((

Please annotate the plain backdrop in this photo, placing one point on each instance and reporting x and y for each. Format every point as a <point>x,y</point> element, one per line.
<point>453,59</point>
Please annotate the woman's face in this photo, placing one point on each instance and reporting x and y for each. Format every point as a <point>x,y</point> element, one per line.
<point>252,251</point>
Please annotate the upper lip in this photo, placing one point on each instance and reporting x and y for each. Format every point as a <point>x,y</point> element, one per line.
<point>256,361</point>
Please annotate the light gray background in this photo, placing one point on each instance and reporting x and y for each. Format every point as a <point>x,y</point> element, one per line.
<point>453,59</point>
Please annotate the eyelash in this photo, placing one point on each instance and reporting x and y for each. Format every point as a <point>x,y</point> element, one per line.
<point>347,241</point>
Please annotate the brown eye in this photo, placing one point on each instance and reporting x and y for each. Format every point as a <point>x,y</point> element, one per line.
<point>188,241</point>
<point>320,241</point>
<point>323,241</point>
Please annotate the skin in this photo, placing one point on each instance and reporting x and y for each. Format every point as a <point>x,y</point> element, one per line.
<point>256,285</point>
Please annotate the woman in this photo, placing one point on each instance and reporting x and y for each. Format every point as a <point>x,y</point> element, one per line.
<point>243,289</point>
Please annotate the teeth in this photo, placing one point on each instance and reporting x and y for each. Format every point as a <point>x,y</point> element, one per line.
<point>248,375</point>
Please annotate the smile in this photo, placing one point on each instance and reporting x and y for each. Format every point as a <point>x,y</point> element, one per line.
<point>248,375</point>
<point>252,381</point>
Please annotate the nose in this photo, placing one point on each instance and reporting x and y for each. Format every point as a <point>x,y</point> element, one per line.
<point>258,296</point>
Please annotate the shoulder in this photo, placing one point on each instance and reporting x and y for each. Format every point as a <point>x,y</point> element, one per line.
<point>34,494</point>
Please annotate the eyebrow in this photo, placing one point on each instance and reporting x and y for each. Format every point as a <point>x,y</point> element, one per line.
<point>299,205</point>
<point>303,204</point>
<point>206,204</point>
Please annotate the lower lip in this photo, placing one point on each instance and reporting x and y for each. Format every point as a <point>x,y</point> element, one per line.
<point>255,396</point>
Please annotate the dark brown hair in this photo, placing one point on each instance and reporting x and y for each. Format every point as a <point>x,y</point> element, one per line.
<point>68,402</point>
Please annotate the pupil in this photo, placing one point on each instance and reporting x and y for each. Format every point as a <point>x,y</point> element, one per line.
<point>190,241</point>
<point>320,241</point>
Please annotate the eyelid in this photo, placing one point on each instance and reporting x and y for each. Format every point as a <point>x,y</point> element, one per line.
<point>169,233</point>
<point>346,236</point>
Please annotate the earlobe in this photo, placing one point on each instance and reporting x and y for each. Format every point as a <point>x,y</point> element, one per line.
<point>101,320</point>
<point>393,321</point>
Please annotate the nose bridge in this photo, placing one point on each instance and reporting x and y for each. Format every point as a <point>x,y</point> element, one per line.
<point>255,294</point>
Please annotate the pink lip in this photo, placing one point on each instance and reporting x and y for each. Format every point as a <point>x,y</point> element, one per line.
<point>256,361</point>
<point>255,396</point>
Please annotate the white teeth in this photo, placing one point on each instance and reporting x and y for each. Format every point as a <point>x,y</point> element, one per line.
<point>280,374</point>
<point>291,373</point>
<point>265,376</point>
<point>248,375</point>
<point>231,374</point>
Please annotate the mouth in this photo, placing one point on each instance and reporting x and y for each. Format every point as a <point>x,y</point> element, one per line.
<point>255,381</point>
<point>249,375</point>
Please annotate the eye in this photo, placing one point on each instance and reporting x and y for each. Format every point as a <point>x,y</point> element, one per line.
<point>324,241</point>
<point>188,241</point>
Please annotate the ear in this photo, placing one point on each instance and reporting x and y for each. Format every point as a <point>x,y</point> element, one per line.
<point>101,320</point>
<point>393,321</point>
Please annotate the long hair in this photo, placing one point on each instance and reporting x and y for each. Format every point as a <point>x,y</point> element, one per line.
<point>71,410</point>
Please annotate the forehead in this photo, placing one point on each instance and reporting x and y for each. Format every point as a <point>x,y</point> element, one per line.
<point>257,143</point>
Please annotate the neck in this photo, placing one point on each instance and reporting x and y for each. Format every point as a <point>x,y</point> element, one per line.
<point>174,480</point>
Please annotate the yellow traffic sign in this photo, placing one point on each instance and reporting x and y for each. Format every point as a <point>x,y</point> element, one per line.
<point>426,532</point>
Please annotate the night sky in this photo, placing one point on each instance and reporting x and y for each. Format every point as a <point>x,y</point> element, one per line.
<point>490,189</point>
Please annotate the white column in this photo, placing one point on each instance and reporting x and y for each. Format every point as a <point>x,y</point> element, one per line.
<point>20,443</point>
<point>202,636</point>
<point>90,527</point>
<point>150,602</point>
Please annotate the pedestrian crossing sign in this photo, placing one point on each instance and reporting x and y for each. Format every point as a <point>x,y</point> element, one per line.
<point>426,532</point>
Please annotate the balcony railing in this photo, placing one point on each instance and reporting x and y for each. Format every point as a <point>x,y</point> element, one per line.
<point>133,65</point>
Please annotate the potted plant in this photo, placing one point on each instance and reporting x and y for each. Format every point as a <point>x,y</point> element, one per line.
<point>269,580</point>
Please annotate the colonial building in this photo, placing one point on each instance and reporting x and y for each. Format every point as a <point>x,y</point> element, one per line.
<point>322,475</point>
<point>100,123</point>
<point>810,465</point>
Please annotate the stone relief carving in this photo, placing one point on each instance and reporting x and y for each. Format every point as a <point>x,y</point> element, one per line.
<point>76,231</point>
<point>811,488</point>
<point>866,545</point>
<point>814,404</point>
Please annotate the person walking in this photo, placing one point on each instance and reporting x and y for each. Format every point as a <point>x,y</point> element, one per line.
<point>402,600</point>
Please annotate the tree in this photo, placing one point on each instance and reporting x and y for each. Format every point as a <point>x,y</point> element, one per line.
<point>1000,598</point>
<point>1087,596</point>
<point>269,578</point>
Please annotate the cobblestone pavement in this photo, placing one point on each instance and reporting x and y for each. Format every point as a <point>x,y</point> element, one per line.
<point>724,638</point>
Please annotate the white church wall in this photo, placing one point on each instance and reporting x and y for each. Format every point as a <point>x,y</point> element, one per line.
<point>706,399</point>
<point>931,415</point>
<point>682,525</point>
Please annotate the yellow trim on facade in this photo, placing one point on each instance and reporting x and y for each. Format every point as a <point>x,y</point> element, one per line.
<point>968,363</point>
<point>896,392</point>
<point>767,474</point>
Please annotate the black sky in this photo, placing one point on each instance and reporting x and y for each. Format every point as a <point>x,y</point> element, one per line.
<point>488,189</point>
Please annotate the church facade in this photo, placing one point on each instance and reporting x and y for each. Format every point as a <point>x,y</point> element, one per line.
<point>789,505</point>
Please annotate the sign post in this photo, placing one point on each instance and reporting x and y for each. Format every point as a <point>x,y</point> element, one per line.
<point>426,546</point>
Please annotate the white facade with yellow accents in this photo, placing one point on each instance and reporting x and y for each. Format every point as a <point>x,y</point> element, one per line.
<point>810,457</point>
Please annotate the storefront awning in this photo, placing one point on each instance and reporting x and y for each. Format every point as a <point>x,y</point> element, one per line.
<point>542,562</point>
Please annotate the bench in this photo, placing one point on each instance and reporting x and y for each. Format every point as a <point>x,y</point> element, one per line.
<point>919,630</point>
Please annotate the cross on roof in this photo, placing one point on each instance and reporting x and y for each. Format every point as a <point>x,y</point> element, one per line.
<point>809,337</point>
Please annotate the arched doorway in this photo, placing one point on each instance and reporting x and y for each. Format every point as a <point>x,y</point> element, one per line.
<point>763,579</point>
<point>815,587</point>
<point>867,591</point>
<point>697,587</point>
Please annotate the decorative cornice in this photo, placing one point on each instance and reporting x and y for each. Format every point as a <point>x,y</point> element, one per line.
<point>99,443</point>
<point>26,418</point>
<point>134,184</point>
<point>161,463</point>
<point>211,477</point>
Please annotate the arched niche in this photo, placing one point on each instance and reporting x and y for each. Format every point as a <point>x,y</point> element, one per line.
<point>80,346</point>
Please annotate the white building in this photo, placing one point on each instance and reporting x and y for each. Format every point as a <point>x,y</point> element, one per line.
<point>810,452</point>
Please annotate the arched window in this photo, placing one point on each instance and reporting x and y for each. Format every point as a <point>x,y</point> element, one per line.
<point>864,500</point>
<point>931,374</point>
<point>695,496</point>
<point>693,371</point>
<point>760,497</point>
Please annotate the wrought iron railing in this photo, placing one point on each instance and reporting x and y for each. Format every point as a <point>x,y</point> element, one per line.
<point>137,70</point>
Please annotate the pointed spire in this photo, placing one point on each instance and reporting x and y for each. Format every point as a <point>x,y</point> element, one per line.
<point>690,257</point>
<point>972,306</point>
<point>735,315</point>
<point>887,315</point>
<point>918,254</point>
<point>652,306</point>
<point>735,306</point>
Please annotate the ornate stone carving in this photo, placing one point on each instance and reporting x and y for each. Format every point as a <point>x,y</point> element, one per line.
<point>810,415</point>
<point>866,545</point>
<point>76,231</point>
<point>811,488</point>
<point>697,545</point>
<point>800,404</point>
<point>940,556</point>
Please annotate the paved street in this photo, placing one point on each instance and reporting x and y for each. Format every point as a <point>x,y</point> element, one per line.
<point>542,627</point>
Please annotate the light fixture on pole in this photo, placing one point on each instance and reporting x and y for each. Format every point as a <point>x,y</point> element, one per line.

))

### REQUIREMENT
Turn the lines from the one containing "Please annotate the white facade" through the one containing "<point>810,457</point>" into a JSON list of strings, one string per line, with blank lines left out.

### OUTPUT FOR THIS TASK
[
  "Please annotate the white facade with yellow accents in this photo, placing one point on each instance and reporting x and y for each. Format every point as a <point>x,y</point> element, one per line.",
  "<point>810,457</point>"
]